Running BatchedNMSDynamic_TRT plugin on C++ gives all 0 output

Description

As the title suggested, I’m trying to run a detection engine model with an attached BatchedNMSDynamic_TRT plugin.
The results of the model are always 0.

I have tested the same engine file on Python and it worked flawlessly. But still, I am attaching the code I used to generate the engine file.

  • Translating YOLOv5 output into the correct format mentioned here
class ProcModel(nn.Module):
    def __init__(self, model, class_num):
        super(ProcModel, self).__init__()
        self.model = model
        self.num_classes = class_num

    def forward(self, x):
        out = self.model(x)[0]
        bbox_out = torch.unsqueeze(out[:,:,:4], 2)

        x1 = bbox_out[:,:,:,0] - bbox_out[:,:,:,2] / 2
        y1 = bbox_out[:,:,:,1] - bbox_out[:,:,:,3] / 2
        x2 = bbox_out[:,:,:,0] + bbox_out[:,:,:,2] / 2
        y2 = bbox_out[:,:,:,1] + bbox_out[:,:,:,3] / 2

        bbox_out = torch.stack((x1, y1, x2, y2), dim=3)
        conf_out = out[:,:,4:5]
        class_out = out[:,:,5:] * conf_out

        return [bbox_out, class_out]
  • Converting to onnx:
    torch.onnx.export(
        model.cpu(), 
        im.cpu(),
        f,
        export_params=True,
        verbose=False,
        opset_version=opset,
        do_constant_folding=True, 
        input_names=['images'],
        output_names=output_names,
        dynamic_axes=dynamic)
  • Creating and attaching BatchedNMSDynamic_TRT node to ONNX graph.
def create_attrs(input_h, input_w, topK, keepTopK):
    attrs = {}
    attrs["shareLocation"] = 1
    attrs["backgroundLabelId"] = -1
    attrs["numClasses"] = 80
    attrs["topK"] = topK
    attrs["keepTopK"] = keepTopK
    attrs["scoreThreshold"] = 0.25
    attrs["iouThreshold"] = 0.6
    attrs["isNormalized"] = False
    attrs["clipBoxes"] = False
    attrs["plugin_version"] = "1"
==================================================
The tasks:
**A.** In the forum post about the BatchedNMSDynamic_TRT plugin, what value does the code assign to "scoreThreshold"?
**B.** Continue the forum post about the BatchedNMSDynamic_TRT plugin from the point where it stops.

Point labeling examples:
==================================================
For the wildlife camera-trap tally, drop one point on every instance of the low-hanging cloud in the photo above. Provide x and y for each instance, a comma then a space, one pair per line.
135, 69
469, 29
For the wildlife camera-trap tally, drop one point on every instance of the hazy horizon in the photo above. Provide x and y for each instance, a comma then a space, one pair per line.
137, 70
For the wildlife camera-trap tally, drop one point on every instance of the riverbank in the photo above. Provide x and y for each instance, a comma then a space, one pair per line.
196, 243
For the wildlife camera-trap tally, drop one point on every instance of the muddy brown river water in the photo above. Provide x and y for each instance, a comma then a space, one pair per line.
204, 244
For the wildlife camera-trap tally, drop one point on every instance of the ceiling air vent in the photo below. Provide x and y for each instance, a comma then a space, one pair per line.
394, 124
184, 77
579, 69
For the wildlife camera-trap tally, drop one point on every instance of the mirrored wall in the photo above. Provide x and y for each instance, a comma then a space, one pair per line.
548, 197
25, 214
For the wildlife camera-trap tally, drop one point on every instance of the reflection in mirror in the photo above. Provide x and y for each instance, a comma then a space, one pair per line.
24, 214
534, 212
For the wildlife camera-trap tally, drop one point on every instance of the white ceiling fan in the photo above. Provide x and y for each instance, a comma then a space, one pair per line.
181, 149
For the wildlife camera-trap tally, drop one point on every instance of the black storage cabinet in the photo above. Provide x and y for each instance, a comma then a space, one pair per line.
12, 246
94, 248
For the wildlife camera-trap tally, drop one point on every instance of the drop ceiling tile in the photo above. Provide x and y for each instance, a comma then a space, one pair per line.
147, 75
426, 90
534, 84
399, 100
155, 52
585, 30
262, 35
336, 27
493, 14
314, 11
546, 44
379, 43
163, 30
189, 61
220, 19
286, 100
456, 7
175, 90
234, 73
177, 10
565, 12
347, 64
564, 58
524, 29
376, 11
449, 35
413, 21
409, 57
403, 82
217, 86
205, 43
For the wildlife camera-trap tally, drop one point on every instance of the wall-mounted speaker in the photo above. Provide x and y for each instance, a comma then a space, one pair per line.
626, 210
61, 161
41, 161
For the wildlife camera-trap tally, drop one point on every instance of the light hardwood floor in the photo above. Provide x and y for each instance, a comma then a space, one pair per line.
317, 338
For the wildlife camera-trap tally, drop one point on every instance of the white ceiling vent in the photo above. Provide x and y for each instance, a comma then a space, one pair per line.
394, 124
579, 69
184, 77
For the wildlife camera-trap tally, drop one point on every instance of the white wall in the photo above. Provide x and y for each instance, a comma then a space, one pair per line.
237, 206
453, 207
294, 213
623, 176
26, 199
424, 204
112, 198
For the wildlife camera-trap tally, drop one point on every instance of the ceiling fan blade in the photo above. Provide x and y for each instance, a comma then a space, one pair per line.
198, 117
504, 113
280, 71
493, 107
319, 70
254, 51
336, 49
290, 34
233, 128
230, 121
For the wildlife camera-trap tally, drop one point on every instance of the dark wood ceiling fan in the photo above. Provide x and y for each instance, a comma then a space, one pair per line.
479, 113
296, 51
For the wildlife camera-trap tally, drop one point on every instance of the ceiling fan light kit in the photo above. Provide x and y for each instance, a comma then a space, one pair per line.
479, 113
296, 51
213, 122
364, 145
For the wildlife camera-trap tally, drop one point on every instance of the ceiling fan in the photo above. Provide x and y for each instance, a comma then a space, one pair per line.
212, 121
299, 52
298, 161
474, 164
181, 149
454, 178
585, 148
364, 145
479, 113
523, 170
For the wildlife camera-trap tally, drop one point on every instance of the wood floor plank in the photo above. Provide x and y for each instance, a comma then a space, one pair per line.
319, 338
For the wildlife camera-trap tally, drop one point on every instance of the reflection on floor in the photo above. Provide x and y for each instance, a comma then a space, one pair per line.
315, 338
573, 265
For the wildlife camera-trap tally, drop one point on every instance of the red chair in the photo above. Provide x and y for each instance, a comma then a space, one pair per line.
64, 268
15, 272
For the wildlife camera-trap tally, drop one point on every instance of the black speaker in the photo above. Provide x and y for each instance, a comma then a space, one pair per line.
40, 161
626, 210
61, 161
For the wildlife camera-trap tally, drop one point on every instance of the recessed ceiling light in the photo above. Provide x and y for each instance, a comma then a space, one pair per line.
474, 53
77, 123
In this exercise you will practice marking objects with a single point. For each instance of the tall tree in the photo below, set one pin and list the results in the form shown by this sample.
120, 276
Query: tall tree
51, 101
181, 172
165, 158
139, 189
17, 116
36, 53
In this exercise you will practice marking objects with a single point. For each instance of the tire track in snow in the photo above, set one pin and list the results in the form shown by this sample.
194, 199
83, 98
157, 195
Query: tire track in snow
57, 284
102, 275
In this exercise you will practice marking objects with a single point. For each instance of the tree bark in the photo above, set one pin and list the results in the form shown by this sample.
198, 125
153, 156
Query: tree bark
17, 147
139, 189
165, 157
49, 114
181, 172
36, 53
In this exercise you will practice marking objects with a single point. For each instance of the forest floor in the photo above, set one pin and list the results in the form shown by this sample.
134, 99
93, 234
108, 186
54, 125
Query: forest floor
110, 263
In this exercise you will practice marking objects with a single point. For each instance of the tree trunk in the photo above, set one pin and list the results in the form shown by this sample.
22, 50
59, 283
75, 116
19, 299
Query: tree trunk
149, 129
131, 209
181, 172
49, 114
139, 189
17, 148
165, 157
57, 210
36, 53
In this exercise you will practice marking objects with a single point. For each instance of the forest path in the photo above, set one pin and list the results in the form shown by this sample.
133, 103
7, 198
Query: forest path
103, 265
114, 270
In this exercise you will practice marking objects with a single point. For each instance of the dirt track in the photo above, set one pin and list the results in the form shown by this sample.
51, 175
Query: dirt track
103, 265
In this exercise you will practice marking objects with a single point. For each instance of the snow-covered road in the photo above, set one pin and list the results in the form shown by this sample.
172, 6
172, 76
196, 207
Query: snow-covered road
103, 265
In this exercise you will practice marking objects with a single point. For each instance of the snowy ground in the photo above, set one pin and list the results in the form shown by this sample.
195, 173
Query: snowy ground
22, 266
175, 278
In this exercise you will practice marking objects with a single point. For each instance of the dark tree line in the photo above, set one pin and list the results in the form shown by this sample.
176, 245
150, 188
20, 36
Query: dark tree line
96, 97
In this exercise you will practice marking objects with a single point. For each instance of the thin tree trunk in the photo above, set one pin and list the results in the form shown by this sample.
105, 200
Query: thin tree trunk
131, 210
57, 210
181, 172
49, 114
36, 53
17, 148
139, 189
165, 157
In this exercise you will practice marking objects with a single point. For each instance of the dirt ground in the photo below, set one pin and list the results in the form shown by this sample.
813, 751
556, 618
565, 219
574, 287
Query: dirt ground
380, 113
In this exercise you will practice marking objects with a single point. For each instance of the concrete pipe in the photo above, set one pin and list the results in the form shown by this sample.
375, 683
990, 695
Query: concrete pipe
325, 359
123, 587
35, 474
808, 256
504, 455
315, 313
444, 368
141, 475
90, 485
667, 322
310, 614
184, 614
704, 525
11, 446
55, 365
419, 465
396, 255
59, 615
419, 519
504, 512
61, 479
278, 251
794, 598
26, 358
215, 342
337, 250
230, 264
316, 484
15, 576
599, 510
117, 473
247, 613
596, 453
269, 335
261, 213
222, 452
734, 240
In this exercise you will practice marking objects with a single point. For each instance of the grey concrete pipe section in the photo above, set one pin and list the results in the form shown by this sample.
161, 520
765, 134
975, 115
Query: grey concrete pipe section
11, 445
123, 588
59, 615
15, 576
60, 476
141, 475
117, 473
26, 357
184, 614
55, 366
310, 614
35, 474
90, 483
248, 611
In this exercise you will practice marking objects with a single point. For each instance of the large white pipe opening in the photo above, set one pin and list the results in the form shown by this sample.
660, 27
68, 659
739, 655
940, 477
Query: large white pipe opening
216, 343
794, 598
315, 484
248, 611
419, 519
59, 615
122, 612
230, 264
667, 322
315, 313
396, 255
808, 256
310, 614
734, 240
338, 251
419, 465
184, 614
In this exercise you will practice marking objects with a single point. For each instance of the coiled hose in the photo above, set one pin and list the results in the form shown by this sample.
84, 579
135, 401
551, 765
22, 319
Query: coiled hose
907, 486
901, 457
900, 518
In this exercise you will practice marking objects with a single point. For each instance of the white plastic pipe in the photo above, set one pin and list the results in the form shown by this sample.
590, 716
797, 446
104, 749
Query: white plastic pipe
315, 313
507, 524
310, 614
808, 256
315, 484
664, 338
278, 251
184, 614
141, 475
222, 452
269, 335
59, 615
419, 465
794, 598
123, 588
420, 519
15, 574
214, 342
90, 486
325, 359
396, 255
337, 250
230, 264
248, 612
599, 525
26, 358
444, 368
==================================================
Outputs in order:
**A.** 0.25

**B.**
    return attrs


def add_nmsplugin_to_onnx(model_file, output_names=('output0-bbox', 'output0-class'), topk=200, keepTopK=100):
    graph = gs.import_onnx(onnx.load(model_file))  # load onnx model
    batch_size = graph.inputs[0].shape[0]
    input_h = graph.inputs[0].shape[2]
    input_w = graph.inputs[0].shape[3]
    tensors = graph.tensors()
    boxes_tensor = tensors[output_names[0]] # match with onnx model output name
    confs_tensor = tensors[output_names[1]] # match with onnx model output name
    num_detections = gs.Variable(name="num_detections").to_variable(dtype=np.int32, shape=[batch_size, 1])
    nmsed_boxes = gs.Variable(name="nmsed_boxes").to_variable(dtype=np.float32, shape=[batch_size, keepTopK, 4])
    nmsed_scores = gs.Variable(name="nmsed_scores").to_variable(dtype=np.float32, shape=[batch_size, keepTopK])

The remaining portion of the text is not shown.